(Data for bounding box labeling)
BEGIN

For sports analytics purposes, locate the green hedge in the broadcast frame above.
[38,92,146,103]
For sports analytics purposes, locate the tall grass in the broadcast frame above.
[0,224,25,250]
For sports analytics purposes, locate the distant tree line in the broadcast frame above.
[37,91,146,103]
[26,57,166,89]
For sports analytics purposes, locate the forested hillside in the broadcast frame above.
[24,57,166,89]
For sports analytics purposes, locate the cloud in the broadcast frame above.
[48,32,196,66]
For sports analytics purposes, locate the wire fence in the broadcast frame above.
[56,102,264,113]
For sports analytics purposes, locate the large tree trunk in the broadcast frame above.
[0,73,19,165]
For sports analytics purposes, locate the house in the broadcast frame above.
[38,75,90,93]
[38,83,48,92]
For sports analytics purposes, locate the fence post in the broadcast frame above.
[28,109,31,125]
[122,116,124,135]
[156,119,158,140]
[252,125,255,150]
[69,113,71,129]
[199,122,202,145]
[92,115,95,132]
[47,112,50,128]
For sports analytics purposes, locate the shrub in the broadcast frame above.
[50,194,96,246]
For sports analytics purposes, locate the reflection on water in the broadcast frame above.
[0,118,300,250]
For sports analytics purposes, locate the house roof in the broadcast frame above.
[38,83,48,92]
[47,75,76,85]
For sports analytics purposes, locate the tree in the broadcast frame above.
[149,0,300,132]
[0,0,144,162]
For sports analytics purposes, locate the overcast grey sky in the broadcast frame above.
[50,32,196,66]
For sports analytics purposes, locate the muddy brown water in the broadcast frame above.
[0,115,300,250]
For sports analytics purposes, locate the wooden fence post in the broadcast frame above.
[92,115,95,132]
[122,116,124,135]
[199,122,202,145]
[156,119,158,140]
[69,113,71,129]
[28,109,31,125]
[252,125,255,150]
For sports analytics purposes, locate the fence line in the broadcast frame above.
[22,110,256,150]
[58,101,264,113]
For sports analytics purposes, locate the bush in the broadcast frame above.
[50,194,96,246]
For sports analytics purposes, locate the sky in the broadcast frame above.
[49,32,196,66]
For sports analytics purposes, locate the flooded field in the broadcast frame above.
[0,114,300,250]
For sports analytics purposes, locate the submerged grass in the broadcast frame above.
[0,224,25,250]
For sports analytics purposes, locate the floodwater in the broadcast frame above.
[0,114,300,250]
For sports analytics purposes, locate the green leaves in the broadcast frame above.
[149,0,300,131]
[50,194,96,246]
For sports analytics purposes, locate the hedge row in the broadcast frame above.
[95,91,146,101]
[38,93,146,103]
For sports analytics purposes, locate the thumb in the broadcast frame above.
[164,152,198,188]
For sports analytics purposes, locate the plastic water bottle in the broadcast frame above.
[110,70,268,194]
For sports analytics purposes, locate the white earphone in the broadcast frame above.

END

### What you should do
Copy all of the data above line for line, keeping every character the same.

### Result
For sports analytics purposes, locate the green hedge in the broadcast frame above.
[38,92,146,103]
For sports analytics purposes, locate the tall grass in the broadcast frame above.
[0,224,25,250]
For sports analytics purposes, locate the distant tree line in the broadcast frame above.
[37,91,146,103]
[26,57,166,89]
For sports analytics purposes, locate the forested hillside in the broadcast frame above.
[24,57,166,89]
For sports analytics purposes, locate the cloud in the broadcast frame above.
[48,32,196,66]
For sports analytics purposes, locate the wire fence in the broadcast frame above.
[56,102,264,113]
For sports analytics purposes, locate the large tree trunk in the broadcast frame above.
[0,73,19,165]
For sports analytics purposes, locate the house in the broadcast frame above.
[38,75,90,93]
[38,83,48,92]
For sports analytics purposes, locate the fence post in the broadcast frame above.
[28,109,31,125]
[122,116,124,135]
[156,119,158,140]
[252,125,255,150]
[69,113,71,129]
[199,122,202,145]
[92,115,95,132]
[47,112,50,128]
For sports analytics purposes, locate the shrub in the broadcast frame above.
[50,194,96,246]
For sports analytics purposes, locate the reflection on water in the broadcast frame above.
[0,118,300,250]
For sports analytics purposes, locate the house roof in the broadcast frame above.
[38,83,48,92]
[47,75,76,85]
For sports analytics purposes, locate the tree in the broadcast frame above.
[149,0,300,132]
[0,0,144,162]
For sports analytics purposes, locate the overcast grey sky in the broadcast frame above.
[50,32,196,66]
For sports analytics purposes, locate the muddy brown water in the broadcast frame above.
[0,115,300,250]
For sports analytics purposes, locate the wooden fence post in the broadcast frame above.
[92,115,95,132]
[122,116,124,135]
[199,122,202,145]
[156,119,158,140]
[69,113,71,129]
[28,109,31,125]
[252,125,255,150]
For sports analytics purposes, locate the fence line in the broadcast frame above.
[22,110,256,150]
[58,101,264,113]
For sports analytics purposes, locate the bush in the broadcast frame above.
[50,194,96,246]
For sports analytics purposes, locate the sky in the broadcast frame above.
[49,32,196,66]
For sports analytics purposes, locate the flooded field in the broadcast frame above.
[0,114,300,250]
For sports analytics purposes, locate the submerged grass in the broadcast frame above.
[0,224,25,250]
For sports analytics purposes, locate the floodwater in the broadcast frame above.
[0,114,300,250]
For sports analytics purposes, locate the green leaves in the broadcast frame above.
[149,0,300,131]
[50,194,96,246]
For sports analytics purposes, locate the hedge row in the broadcast frame above.
[95,91,146,101]
[38,93,146,103]
For sports analytics purposes, locate the thumb in the broadcast frame above.
[164,152,198,188]
For sports analytics purposes, locate the plastic water bottle in the broadcast frame above.
[110,70,268,194]
For sports analytics purposes, locate the white earphone in the broadcast frame above.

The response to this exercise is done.